Work instructions: Update the data below by replacing "grounding" with "localization", leaving everything else unchanged. Leave the pictures out of your answer.

Data section:
--- START ---
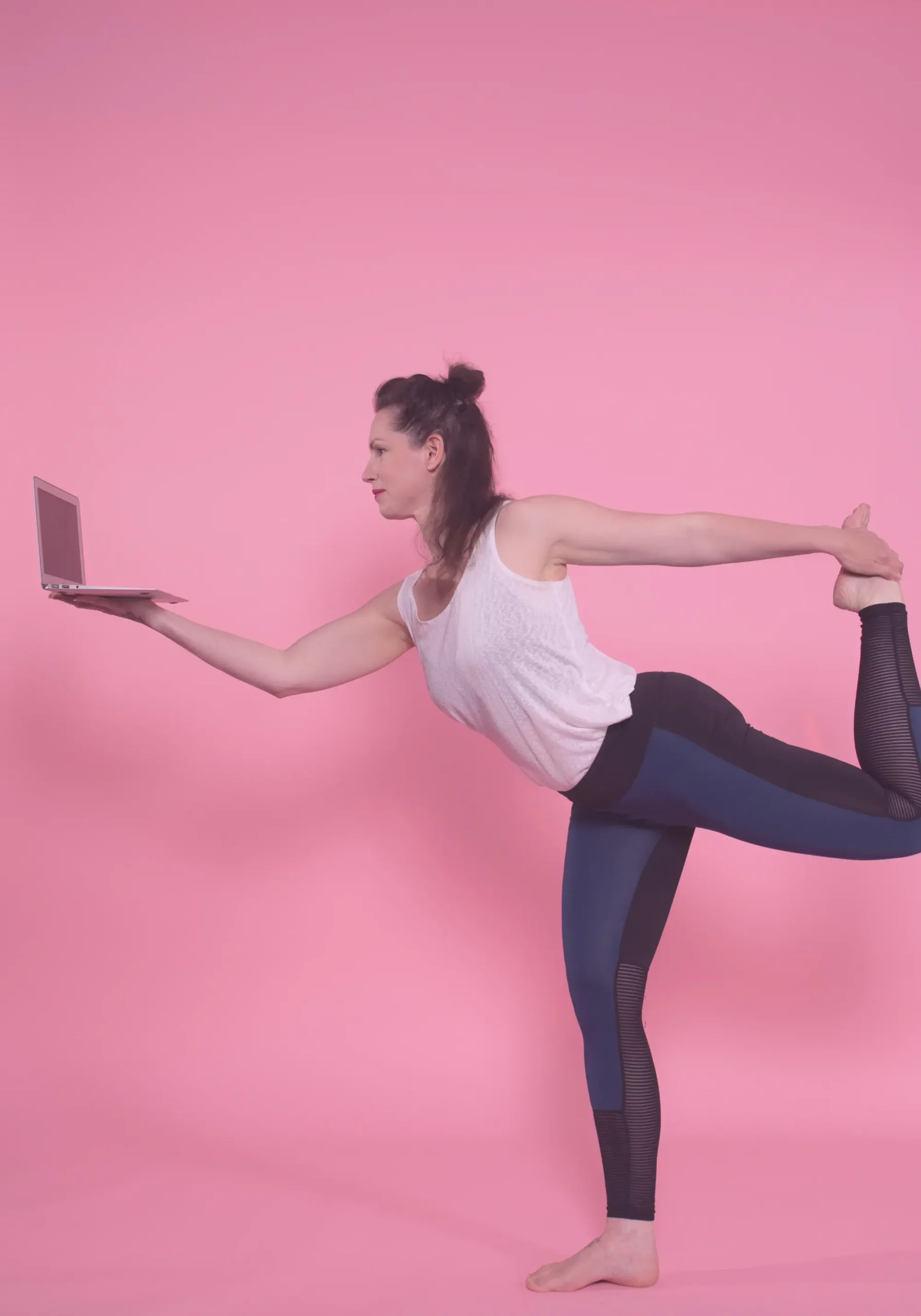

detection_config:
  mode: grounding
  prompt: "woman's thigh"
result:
[566,672,921,860]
--- END ---
The reply:
detection_config:
  mode: localization
  prompt: "woman's thigh"
result:
[566,672,921,860]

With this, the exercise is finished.